:: EXTRAIT DU TEXTE ::

Adieu l’Uni, bonjour l’Art

Après un quart de siècle de service à l’Alma Mater, M. Jacques Xavier Mourey tire sa révérence. Il gardera en mémoire une grande partie de l’histoire de la Faculté des Lettres et des projets menés à bien dans son sein.

Né à Lausanne et implanté à Neuchâtel, Jacques Xavier Mourey est  contraint de quitter son métier. Précédemment et pendant 15 années il a exercé  avec passion le travail de graveur  dans l’atelier  du «Champs du Moulin» à Neuchâtel.  C’est alors qu’en 1984 et pour des raisons de santé cet artiste du verre est forcé de se recycler et postule pour le poste de  gérance à l’Institut de physique à l’Université de NE qui avait été mis au concours. A l’époque il n’envisageait pas les aventures passionnantes que l’attendaient. Aujourd’hui, il partage avec nous une partie des tâches de son travail et des expériences inconnues (pour le grand public) qui font partie de l’administration académique. 
Propos recueillis par Viviana von Allmen

Qu’est ce qui  vous a attiré dans ce poste ?
Le besoin de me recycler et de survivre ont été les facteurs prédominants. Mais après deux ans dans la fonction,  un événement inespéré s’est produit : l’ouverture de l’actuel bâtiment de la faculté de Lettres et ma nomination comme régisseur  (le poste n’existait pas jusqu’à ce moment). Ceci m’apportait un nouveau défi avec la diversité que ça comportait. Et là  j’ai commencé à goûter et à m’impliquer plus profondément dans la vie des aspects administratifs de  l’Université.
Étant donné la personnalité correspondant à l’exigence des tâches et son implication dans son poste, Xavier est le premier régisseur nommé. C’est ainsi qu’il pose un regard plus attentif aux besoins de la communauté estudiantine et il y a 24 ans il organise pour la première fois le service d’un centre de photocopies et par conséquent un poste de travail à Mme Michelle Pizzera.  «Pendant 17 années le centre de polycopies a tiré 300’000copies par an,  pour le confort des étudiants. Malheureusement  aujourd’hui, la politique de globalisation de l’Université en a voulu différemment » se remémore M. Mourey.»

Que recouvre le poste de régisseur ?

:::

**LISTE DES TÂCHES**
1 - Dans le texte sur Jacques Xavier Mourey, en quelle année a-t-il posé sa candidature pour le poste de gérance à l’Institut de physique ?
2 - Mettez à jour le passage du texte sur Jacques Xavier Mourey qui va de « Propos recueillis par » jusqu’à « administratifs de  l’Université. », en mettant « gestionnaire » à la place de « régisseur ».

:: DONNÉES FOURNIES ::

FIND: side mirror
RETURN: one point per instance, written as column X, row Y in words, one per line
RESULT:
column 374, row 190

:::

**RÉPONSES PAR TÂCHE**
1 - En 1984.

2 -
Propos recueillis par Viviana von Allmen

Qu’est ce qui  vous a attiré dans ce poste ?
Le besoin de me recycler et de survivre ont été les facteurs prédominants. Mais après deux ans dans la fonction,  un événement inespéré s’est produit : l’ouverture de l’actuel bâtiment de la faculté de Lettres et ma nomination comme gestionnaire  (le poste n’existait pas jusqu’à ce moment). Ceci m’apportait un nouveau défi avec la diversité que ça comportait. Et là  j’ai commencé à goûter et à m’impliquer plus profondément dans la vie des aspects administratifs de  l’Université.